▶ _ASSIGNMENT_
List every line below containing "tree".

▶ _EXCERPTED DATA_

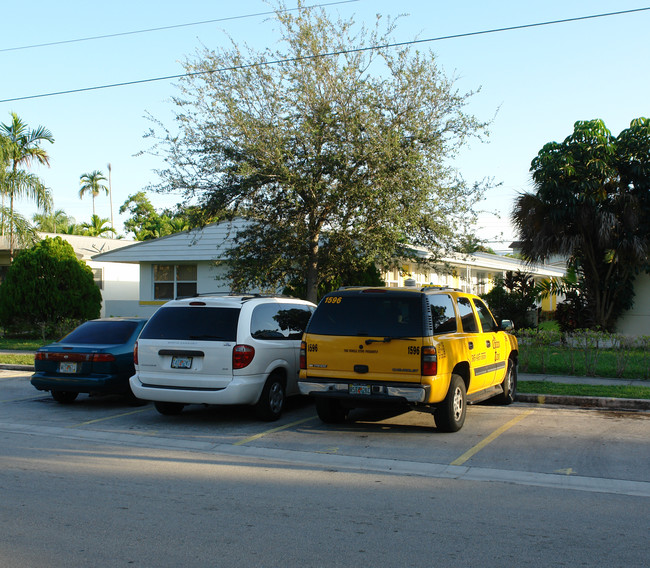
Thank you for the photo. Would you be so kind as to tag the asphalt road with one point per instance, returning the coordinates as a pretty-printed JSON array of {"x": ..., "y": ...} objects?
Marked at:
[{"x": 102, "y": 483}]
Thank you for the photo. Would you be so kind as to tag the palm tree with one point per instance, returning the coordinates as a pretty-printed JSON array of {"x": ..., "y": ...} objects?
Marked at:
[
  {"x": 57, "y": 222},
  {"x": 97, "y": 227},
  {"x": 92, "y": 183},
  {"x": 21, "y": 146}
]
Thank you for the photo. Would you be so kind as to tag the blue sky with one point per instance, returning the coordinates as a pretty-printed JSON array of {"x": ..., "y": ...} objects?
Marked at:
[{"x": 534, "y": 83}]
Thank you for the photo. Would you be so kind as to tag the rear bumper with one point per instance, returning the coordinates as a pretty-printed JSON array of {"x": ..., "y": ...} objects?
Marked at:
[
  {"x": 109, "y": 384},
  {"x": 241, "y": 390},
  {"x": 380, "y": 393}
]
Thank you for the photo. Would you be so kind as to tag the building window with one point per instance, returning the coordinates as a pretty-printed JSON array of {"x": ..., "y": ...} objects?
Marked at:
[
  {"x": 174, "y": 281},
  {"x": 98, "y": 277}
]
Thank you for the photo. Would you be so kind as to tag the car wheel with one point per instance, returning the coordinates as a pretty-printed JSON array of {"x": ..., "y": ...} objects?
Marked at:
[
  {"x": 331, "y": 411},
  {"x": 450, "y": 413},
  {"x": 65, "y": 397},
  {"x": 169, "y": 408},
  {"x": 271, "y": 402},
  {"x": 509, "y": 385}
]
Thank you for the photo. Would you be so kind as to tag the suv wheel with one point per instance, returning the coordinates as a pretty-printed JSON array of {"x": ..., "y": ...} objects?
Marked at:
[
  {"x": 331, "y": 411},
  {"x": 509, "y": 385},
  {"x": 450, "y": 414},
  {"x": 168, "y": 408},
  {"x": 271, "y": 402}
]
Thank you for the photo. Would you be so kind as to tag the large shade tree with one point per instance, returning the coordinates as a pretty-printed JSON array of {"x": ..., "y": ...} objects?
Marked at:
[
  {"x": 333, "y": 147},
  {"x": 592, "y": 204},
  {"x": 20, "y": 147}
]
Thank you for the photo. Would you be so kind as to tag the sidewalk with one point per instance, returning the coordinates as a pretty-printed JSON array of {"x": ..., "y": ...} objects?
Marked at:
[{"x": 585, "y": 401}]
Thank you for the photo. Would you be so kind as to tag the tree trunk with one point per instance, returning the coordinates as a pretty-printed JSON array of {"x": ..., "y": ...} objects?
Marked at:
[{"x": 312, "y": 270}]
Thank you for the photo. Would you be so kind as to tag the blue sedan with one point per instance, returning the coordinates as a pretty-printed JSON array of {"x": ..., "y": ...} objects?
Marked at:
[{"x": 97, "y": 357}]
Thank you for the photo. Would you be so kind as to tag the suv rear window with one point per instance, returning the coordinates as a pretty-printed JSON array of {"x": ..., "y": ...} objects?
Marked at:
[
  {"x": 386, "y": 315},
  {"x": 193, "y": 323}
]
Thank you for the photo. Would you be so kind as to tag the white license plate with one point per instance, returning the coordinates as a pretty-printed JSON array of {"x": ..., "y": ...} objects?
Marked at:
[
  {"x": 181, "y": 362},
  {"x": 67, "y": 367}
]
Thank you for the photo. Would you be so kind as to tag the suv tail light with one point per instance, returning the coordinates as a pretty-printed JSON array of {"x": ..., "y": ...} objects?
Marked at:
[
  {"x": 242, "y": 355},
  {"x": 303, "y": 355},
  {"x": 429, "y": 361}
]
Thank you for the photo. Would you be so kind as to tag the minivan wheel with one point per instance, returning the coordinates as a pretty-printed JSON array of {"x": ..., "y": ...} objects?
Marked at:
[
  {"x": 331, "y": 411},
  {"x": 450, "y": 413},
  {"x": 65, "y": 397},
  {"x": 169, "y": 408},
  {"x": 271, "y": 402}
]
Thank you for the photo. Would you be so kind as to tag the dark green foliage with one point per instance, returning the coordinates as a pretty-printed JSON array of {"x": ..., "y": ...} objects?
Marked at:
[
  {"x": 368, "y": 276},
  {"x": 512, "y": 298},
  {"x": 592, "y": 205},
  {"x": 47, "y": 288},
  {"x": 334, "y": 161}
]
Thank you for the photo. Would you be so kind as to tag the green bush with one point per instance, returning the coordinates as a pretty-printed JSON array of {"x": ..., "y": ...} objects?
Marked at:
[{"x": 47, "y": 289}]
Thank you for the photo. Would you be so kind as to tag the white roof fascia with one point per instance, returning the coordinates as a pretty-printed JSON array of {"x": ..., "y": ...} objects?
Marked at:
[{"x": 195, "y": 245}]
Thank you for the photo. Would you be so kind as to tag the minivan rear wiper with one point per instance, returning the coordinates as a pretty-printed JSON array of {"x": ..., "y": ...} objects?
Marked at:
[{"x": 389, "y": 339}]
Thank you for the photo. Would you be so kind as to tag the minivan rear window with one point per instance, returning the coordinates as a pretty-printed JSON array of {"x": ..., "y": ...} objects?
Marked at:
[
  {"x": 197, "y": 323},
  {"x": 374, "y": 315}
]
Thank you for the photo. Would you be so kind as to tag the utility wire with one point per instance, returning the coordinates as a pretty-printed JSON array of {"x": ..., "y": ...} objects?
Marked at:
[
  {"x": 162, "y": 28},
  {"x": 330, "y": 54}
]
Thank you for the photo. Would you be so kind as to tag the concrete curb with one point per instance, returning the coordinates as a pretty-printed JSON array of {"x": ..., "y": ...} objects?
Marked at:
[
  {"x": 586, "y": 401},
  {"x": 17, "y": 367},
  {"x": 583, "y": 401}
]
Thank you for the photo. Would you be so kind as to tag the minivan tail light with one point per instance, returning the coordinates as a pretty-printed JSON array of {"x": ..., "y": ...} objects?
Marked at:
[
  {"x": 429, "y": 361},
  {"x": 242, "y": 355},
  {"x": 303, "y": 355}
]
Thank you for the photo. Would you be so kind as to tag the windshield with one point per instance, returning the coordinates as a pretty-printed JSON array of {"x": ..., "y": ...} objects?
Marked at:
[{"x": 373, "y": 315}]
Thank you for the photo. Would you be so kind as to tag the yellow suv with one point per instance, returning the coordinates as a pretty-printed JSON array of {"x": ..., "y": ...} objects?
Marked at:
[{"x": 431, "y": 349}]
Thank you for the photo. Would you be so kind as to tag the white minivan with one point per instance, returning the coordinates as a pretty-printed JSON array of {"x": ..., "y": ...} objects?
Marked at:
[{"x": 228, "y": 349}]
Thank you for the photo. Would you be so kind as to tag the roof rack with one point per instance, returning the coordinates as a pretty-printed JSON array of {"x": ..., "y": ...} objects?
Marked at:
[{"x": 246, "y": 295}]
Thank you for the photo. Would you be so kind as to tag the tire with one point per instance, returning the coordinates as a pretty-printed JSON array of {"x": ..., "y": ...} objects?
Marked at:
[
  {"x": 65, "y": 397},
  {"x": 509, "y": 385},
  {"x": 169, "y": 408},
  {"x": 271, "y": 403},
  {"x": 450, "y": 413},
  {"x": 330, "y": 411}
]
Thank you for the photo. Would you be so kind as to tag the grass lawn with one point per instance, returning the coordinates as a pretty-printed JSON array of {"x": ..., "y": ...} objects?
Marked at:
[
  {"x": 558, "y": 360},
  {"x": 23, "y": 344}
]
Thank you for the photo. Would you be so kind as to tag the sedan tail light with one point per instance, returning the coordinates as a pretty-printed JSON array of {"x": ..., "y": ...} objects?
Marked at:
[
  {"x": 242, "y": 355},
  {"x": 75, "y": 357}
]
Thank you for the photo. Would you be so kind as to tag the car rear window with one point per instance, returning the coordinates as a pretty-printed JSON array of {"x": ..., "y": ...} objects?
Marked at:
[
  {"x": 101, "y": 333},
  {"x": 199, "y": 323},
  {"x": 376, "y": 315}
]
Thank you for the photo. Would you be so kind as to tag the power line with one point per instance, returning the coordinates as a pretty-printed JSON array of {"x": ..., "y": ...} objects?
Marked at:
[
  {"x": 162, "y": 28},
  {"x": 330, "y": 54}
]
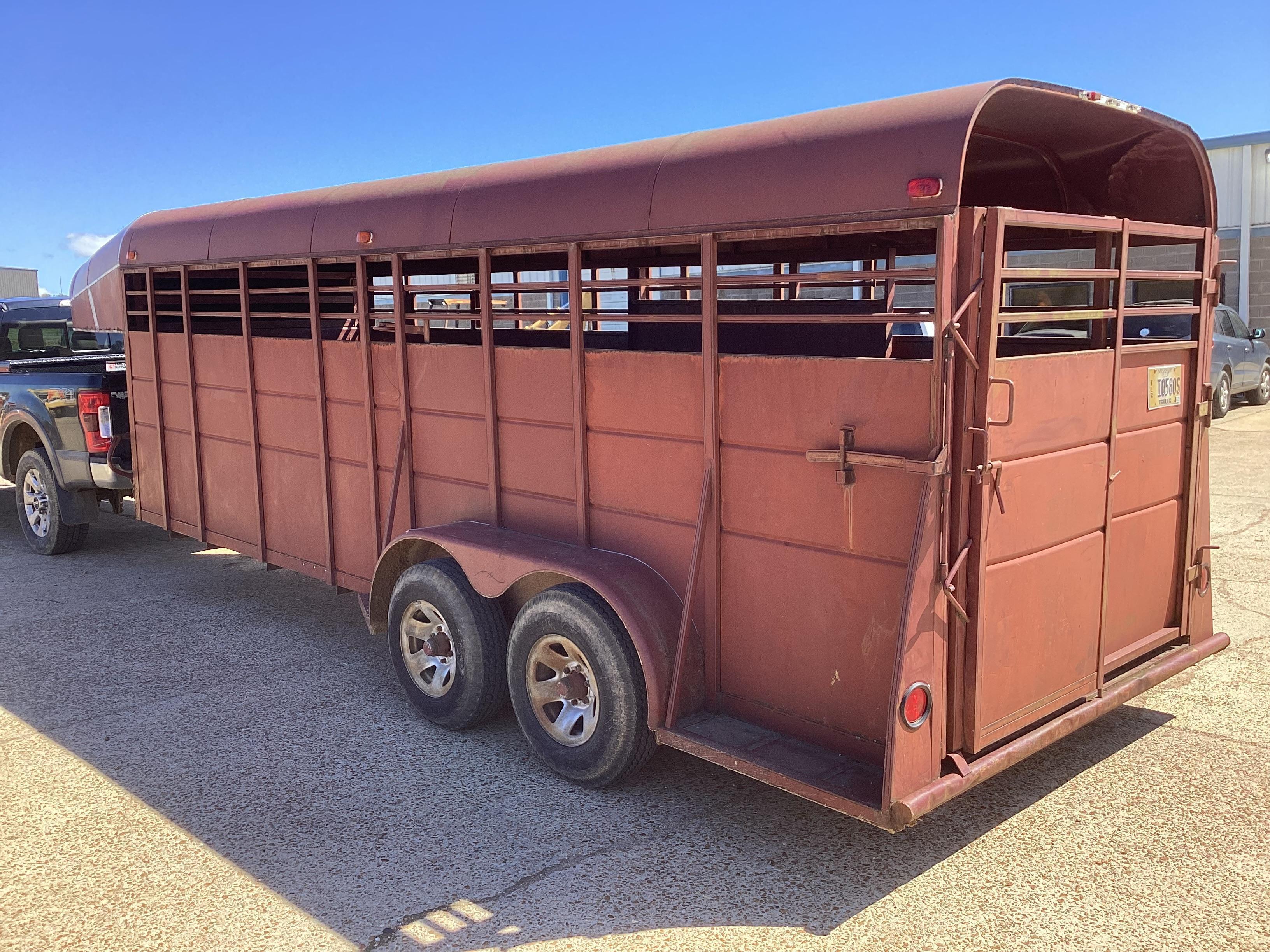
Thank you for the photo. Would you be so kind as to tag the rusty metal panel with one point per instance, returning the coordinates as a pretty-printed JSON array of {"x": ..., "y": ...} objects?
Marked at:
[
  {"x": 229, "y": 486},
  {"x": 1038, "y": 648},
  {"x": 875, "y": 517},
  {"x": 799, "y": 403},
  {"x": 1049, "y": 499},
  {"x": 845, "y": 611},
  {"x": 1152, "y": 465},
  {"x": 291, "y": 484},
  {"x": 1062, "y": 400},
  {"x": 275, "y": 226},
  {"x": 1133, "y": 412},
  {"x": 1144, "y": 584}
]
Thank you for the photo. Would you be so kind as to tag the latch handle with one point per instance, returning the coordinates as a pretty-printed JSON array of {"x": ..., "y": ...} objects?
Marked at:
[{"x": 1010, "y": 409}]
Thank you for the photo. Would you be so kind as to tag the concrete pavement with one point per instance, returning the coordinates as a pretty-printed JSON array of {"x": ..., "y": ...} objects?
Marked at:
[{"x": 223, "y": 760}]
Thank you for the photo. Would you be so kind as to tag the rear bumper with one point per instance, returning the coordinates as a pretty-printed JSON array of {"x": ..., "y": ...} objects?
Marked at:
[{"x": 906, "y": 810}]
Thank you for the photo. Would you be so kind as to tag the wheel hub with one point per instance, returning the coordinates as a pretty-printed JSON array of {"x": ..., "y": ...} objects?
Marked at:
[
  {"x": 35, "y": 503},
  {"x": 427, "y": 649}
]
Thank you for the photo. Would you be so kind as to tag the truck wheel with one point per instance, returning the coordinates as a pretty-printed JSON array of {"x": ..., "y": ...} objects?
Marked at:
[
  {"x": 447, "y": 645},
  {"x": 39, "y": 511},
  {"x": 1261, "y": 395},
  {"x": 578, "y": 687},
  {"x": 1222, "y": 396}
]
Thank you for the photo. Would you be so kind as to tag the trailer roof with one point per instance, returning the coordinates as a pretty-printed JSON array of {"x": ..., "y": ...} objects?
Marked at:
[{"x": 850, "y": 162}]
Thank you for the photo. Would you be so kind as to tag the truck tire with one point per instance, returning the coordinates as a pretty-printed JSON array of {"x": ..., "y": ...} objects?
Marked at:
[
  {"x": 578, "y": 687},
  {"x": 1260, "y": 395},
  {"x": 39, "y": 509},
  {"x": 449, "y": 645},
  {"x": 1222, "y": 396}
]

▶ _WRITTEN RESPONSE_
Thank you for the photo. Would you be so kind as to tag the palm tree with one point per instance, returning the coordinates as a pretty-printed JSON array of {"x": ..., "y": ...} objects?
Thank you for the photo. Would you be so kind as to tag the large shade tree with one point per instance, returning the coordinates as a pretty-printed JSON array of {"x": ..., "y": ...} objects?
Thank you for the photo. Would you be so kind as to tag the tree trunk with one point per instance, returning the coordinates as a pretty-printed JSON array of {"x": ..., "y": ...} objects?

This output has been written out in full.